> Stated problem: Edit the listing below by replacing "integer pixel values" with "whole-number pixel coordinates" wherever it occurs, and leave everything else unchanged.

> Exercise input:
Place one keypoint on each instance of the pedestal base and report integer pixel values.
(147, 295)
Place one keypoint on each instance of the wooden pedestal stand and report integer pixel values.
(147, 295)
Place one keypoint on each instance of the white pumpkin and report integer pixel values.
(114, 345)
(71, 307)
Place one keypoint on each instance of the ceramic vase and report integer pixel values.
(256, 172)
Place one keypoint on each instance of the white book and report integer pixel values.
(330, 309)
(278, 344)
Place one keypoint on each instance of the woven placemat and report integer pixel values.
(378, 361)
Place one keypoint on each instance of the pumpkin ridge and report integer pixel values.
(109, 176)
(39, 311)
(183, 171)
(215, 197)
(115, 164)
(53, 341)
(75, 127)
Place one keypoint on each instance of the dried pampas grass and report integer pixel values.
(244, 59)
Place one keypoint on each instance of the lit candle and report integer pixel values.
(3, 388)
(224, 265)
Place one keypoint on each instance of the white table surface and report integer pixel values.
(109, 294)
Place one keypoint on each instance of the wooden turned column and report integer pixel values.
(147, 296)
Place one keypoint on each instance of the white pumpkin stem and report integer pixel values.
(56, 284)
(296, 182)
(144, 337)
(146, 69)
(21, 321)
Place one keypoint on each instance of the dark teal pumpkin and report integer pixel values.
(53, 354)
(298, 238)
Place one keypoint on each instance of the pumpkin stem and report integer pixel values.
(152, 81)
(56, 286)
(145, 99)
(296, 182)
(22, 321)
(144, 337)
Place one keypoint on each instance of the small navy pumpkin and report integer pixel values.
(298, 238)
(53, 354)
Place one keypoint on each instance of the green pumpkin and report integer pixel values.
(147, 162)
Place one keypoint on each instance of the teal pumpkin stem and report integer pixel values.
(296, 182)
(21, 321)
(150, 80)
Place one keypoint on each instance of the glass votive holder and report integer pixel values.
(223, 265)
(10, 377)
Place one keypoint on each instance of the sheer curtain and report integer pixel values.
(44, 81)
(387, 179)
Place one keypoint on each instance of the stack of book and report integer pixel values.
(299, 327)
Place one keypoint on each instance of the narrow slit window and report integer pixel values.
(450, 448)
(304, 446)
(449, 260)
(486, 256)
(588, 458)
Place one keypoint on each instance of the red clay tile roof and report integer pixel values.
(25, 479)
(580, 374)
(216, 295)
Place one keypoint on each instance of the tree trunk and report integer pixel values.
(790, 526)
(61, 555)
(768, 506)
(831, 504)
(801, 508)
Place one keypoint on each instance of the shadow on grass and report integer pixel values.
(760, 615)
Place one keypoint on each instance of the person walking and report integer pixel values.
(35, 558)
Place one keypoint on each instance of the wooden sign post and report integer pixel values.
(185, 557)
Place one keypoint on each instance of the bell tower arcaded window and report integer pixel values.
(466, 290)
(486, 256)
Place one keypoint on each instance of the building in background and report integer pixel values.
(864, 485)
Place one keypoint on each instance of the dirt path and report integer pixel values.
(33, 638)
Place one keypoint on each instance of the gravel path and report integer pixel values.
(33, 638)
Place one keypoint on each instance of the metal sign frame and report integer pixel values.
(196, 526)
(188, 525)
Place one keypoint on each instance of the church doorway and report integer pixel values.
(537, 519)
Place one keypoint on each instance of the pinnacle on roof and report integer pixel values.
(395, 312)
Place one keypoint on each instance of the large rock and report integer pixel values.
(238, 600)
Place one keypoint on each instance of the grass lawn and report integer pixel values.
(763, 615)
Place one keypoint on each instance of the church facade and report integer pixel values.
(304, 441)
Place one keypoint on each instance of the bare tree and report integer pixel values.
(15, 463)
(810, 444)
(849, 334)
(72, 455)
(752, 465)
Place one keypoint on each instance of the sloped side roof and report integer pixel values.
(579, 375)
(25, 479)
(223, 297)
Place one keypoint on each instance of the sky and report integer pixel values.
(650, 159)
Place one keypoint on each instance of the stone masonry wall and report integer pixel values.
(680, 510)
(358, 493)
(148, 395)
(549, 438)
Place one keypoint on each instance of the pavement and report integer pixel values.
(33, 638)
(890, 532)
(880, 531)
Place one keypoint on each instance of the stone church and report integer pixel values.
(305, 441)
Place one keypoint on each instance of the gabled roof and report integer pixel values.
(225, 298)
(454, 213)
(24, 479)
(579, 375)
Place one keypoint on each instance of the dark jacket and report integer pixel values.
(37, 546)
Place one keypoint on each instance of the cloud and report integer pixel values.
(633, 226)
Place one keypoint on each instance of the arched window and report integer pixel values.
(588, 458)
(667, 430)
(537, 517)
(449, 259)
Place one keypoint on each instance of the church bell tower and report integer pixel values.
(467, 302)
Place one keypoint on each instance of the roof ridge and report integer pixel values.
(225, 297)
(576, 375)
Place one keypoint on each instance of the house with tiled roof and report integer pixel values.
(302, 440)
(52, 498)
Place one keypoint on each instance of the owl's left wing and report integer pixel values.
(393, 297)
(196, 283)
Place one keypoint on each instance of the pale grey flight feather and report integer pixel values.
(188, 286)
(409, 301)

> Task response:
Place one keypoint on each instance of the pedestal base and report whole-number pixel coordinates.
(147, 295)
Place one keypoint on each instance of the wooden pedestal stand and report whole-number pixel coordinates.
(147, 295)
Place one keypoint on each instance of the white pumpkin and report whole-number pixel coordinates.
(114, 345)
(71, 307)
Place one keypoint on each instance of the ceramic vase and report whole-number pixel coordinates.
(256, 172)
Place one keypoint on each instance of the white book and report whole-number pixel coordinates.
(330, 309)
(278, 344)
Place one keypoint on each instance of the woven placemat and report whole-number pixel coordinates.
(378, 361)
Place one keypoint on each instance of the pumpkin ridge and report whole-number pixel coordinates.
(109, 176)
(39, 311)
(183, 171)
(215, 197)
(115, 164)
(53, 341)
(75, 127)
Place one keypoint on each instance of the dried pampas grass and report whole-number pixel coordinates.
(244, 59)
Place one keypoint on each instance of the lit candle and report whole-number pixel coordinates.
(3, 388)
(224, 265)
Place one keypoint on each instance of the white table surface and report whole-number pixel coordinates.
(109, 294)
Place one keypoint on each instance of the wooden turned column and report whole-number pixel coordinates.
(147, 296)
Place one keypoint on each instance of the white pumpkin stem and report whole-number pixel coordinates.
(56, 284)
(296, 182)
(144, 337)
(146, 69)
(21, 321)
Place one keypoint on each instance of the dark teal pumpkin and report whole-number pixel coordinates.
(53, 354)
(298, 238)
Place one keypoint on each instance of the pumpkin stem and report whole-number pixel coordinates.
(152, 81)
(56, 286)
(145, 99)
(296, 182)
(22, 321)
(144, 337)
Place one keypoint on each instance of the small navy pumpkin and report whole-number pixel coordinates.
(298, 238)
(53, 354)
Place one keypoint on each instance of the green pumpkin and report whole-number pixel coordinates.
(147, 162)
Place one keypoint on each instance of the teal pumpkin stem and report whole-number pixel coordinates.
(296, 182)
(21, 321)
(150, 80)
Place one keypoint on each instance of the glass votive holder and report whole-number pixel coordinates.
(223, 265)
(10, 377)
Place one keypoint on each instance of the sheer curtain and report whole-number pixel coordinates.
(44, 81)
(387, 179)
Place one keypoint on each instance of the stack of book and report whole-number pixel coordinates.
(299, 327)
Place one keypoint on each instance of the narrow slit window and report whole-number pixel coordinates.
(450, 448)
(304, 446)
(449, 260)
(486, 256)
(588, 458)
Place one keypoint on each instance of the red clay tile roof and report whole-number pixel coordinates.
(25, 479)
(580, 374)
(216, 295)
Place one keypoint on each instance of the tree trunk and report whole-number pixel coordinates.
(790, 526)
(61, 555)
(768, 506)
(831, 504)
(801, 508)
Place one keypoint on each instance of the shadow on grass and report whole-number pixel coordinates.
(760, 615)
Place one keypoint on each instance of the person walking and report whole-number pixel coordinates.
(35, 558)
Place one keypoint on each instance of the wooden sign post and report whole-number pixel coordinates.
(185, 557)
Place one keypoint on each instance of the bell tower arcaded window and report whole-number pixel coordinates.
(466, 290)
(486, 256)
Place one keypoint on each instance of the building in background and report whole-number pixel coordinates.
(864, 485)
Place one keypoint on each instance of the dirt path and report whole-number pixel coordinates.
(33, 638)
Place one keypoint on each instance of the gravel path and report whole-number pixel coordinates.
(33, 638)
Place one keypoint on each instance of the metal sign frame and report whole-number pixel coordinates.
(196, 526)
(188, 525)
Place one keypoint on each instance of the church doorway and report whole-number pixel coordinates.
(537, 519)
Place one keypoint on each instance of the pinnacle on roof and report whole-number pixel coordinates.
(395, 312)
Place one keypoint on each instance of the large rock and report whole-number pixel coordinates.
(238, 600)
Place one keypoint on each instance of the grass lawn and report whole-number pixel coordinates.
(763, 615)
Place one keypoint on each instance of the church facade and report whole-number pixel coordinates.
(304, 441)
Place one keypoint on each instance of the bare tree and report whole-number pixel coordinates.
(15, 463)
(810, 444)
(849, 334)
(72, 455)
(752, 465)
Place one keypoint on each instance of the sloped side roof and report whole-number pixel coordinates.
(579, 375)
(25, 479)
(223, 297)
Place one keypoint on each instance of the sky and report whole-number pixel coordinates.
(650, 159)
Place one keypoint on each instance of the stone masonry wall and report whole-number pixel coordinates.
(680, 510)
(358, 493)
(148, 395)
(549, 438)
Place one keypoint on each instance of the pavement and report whole-number pixel coordinates.
(33, 638)
(890, 532)
(880, 531)
Place one keypoint on each instance of the stone church and report whole-number pixel coordinates.
(305, 441)
Place one keypoint on each instance of the gabled roof and report whole-number pixel coordinates.
(225, 298)
(454, 213)
(24, 479)
(579, 375)
Place one keypoint on each instance of the dark jacket and report whole-number pixel coordinates.
(37, 546)
Place one keypoint on each instance of the cloud and report whole-number pixel coordinates.
(633, 226)
Place one keypoint on each instance of the arched window and report whole-number pixel coordinates.
(588, 458)
(667, 430)
(537, 517)
(449, 259)
Place one keypoint on each instance of the church bell tower and report whole-number pixel coordinates.
(467, 302)
Place one keypoint on each instance of the roof ridge and report whole-number pixel coordinates.
(225, 297)
(576, 375)
Place one keypoint on each instance of the house with tiled roof and report whole-number pixel coordinates.
(302, 440)
(52, 498)
Place one keypoint on each instance of the owl's left wing and report whole-number pixel coordinates.
(393, 297)
(196, 283)
Place one keypoint on each instance of the pale grey flight feather and report whole-number pixel coordinates.
(188, 286)
(409, 301)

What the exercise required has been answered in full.